● Exercise prompt: Could you reproduce the material word for word, starting with the line that contains "of the forest" and going on through the line that contains "the snow slope", both lines included?

● The input:
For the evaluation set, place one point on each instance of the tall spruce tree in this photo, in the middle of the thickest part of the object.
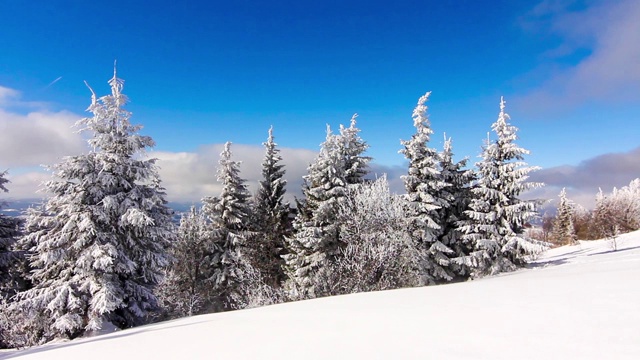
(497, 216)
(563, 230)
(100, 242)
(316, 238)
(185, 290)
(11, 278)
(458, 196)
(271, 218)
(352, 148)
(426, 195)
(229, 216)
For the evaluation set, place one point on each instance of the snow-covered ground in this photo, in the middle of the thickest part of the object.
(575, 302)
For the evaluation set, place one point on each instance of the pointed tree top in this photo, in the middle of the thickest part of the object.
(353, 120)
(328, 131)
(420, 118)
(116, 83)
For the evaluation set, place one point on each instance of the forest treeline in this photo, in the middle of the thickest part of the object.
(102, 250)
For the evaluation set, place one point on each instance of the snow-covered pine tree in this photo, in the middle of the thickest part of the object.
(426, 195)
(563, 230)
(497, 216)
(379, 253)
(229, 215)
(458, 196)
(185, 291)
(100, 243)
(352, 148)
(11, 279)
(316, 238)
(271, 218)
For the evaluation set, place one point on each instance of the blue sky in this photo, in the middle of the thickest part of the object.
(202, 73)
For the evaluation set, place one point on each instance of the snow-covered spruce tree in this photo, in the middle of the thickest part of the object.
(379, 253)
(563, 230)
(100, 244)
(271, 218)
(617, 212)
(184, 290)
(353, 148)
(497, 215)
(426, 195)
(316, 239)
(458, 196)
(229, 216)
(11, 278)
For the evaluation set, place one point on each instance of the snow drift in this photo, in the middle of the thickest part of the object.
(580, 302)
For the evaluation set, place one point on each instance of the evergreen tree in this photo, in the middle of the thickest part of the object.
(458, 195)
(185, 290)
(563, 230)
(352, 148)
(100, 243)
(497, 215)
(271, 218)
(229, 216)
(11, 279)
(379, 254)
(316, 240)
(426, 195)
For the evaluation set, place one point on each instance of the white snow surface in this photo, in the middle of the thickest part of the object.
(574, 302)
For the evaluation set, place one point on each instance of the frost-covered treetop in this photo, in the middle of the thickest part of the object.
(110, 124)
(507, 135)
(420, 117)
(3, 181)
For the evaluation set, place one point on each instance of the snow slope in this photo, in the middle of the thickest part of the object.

---

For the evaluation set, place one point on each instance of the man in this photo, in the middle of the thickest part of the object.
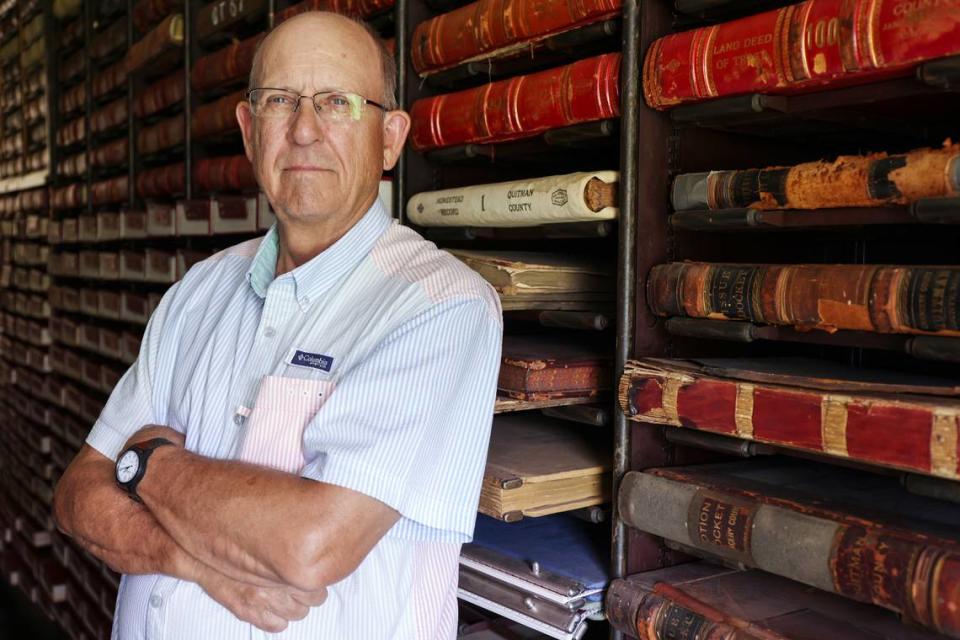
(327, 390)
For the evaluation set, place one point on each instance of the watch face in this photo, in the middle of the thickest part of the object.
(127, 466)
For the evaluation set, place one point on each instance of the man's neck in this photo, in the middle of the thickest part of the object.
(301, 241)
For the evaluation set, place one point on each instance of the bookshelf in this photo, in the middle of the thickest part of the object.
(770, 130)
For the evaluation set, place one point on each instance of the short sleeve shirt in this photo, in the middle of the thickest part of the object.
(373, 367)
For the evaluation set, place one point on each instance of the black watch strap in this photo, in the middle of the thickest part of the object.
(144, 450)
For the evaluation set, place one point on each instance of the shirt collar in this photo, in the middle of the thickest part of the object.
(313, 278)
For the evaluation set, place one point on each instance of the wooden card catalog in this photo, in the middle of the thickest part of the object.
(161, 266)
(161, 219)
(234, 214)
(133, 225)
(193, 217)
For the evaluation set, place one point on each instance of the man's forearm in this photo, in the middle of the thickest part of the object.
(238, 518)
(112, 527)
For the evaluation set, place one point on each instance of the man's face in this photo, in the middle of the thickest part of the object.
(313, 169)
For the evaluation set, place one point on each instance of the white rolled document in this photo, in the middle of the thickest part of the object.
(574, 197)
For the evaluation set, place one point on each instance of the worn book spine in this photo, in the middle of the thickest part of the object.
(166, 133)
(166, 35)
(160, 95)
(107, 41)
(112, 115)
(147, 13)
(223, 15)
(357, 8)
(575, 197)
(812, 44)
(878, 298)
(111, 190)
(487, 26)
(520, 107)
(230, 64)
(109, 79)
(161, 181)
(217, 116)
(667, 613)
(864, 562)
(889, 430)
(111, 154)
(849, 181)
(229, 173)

● Result of the exercise:
For the evaluation set, place one point on each instance of the forest treeline in this photo, in the middle of the thickest part of the object.
(102, 250)
For the evaluation set, place one point on each instance of the snow-covered pine tree in this photo, in the middle of the thickest part of the object.
(426, 195)
(563, 230)
(497, 216)
(379, 253)
(229, 215)
(458, 196)
(185, 291)
(100, 243)
(352, 148)
(11, 279)
(316, 238)
(271, 218)
For the evaluation set, place one point on each instance of the blue sky in this photo, in the middle of the thickest part of the object.
(202, 73)
For the evaluation set, place one point on each instance of the snow-covered spruce tree in this photo, in the middle of the thickest part of the object.
(379, 253)
(563, 230)
(100, 244)
(271, 218)
(617, 212)
(184, 290)
(353, 148)
(497, 215)
(426, 195)
(316, 239)
(458, 196)
(229, 216)
(11, 278)
For the evaluation set, place one point on each instance of the snow drift in this photo, in the middle of the thickest part of the object.
(580, 302)
For the evaluation set, place one point on each instance of the evergreen tree in this photo, in the middle of the thickest part of the object.
(458, 195)
(185, 290)
(563, 230)
(352, 148)
(100, 243)
(497, 215)
(271, 218)
(229, 216)
(11, 279)
(379, 254)
(316, 240)
(426, 195)
For the evaluation set, place one point on each instance of the white snow surface in this photo, in the middle of the thickest part of the object.
(574, 302)
For the evaluation set, place one point on each instance of the frost-covered treetop in this photo, in the middle of the thickest part of the object.
(110, 124)
(507, 135)
(420, 117)
(3, 181)
For the evaluation set, place one point on each instance of the snow slope in this photo, in the middle of the thickest part of the object.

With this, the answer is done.